• Exercise:
State how many of the lines below contain the word "pink", giving only the number. Case counts.

----- Provided data -----

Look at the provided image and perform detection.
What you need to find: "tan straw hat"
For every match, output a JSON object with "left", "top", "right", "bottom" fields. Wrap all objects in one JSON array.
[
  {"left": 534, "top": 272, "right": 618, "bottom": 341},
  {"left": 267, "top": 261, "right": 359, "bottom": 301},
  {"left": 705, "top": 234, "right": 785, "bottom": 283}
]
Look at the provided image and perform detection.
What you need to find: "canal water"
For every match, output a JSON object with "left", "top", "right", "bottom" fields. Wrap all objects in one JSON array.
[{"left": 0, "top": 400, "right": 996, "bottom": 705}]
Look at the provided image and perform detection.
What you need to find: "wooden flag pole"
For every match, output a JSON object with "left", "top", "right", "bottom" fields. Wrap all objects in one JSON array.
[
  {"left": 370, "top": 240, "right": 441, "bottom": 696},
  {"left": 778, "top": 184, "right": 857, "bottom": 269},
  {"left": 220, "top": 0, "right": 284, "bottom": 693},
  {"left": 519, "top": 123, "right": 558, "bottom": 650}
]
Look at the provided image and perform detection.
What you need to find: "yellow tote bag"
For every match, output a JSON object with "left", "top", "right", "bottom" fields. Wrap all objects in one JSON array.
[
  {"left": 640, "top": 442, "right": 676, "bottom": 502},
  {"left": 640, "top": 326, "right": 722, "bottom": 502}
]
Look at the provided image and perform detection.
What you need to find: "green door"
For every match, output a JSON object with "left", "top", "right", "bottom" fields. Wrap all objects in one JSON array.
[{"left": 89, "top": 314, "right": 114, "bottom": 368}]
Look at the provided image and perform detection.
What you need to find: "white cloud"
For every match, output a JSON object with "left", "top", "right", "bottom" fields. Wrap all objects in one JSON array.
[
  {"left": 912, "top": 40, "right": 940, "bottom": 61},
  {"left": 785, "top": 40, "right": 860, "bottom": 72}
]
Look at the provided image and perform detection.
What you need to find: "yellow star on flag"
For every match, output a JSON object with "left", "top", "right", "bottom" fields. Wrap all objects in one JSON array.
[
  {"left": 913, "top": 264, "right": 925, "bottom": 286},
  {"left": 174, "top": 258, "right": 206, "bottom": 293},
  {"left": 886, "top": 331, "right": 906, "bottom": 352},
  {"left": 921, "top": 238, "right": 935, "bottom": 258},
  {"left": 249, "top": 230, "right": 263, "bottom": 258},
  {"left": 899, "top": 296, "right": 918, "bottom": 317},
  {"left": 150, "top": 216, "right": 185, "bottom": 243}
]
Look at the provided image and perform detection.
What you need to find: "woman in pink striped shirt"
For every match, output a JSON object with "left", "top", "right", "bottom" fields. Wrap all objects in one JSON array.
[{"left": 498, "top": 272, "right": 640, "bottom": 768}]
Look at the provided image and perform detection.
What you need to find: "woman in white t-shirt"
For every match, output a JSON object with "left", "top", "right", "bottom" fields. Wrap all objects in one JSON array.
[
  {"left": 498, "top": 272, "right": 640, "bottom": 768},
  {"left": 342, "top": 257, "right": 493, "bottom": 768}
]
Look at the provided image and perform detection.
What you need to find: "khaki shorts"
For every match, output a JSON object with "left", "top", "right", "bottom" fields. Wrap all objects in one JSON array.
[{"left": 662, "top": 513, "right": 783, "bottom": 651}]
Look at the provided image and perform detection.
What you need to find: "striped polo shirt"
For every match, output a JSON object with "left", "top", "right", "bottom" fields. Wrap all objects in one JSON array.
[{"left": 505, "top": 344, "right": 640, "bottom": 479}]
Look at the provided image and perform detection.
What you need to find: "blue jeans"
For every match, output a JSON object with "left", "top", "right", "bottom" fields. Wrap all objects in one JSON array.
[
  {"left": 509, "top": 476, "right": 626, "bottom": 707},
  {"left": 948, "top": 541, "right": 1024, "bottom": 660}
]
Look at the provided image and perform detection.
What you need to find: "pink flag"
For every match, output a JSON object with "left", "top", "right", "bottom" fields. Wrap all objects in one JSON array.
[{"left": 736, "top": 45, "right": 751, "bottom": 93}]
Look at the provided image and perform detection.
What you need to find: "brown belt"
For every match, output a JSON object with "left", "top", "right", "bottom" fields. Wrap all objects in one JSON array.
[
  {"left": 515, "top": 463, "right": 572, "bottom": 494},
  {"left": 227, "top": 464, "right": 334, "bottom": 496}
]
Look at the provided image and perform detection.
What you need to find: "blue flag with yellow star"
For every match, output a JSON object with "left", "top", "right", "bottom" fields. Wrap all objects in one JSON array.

-----

• Answer to this task:
2